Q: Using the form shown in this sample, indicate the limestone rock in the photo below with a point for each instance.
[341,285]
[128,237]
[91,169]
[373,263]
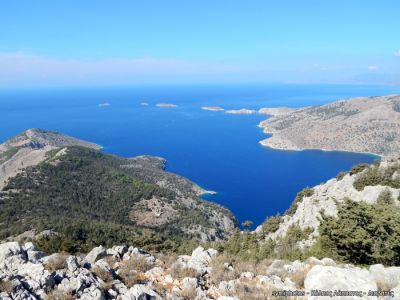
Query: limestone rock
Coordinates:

Task prompt: Leave the pictures out, then print every entry exactly as it reads.

Solution for this problem:
Q: Using the form shown in this sample, indicate the limestone rock in the photo below with a point for each instance.
[341,285]
[128,237]
[91,169]
[373,263]
Query: limestone rock
Coordinates:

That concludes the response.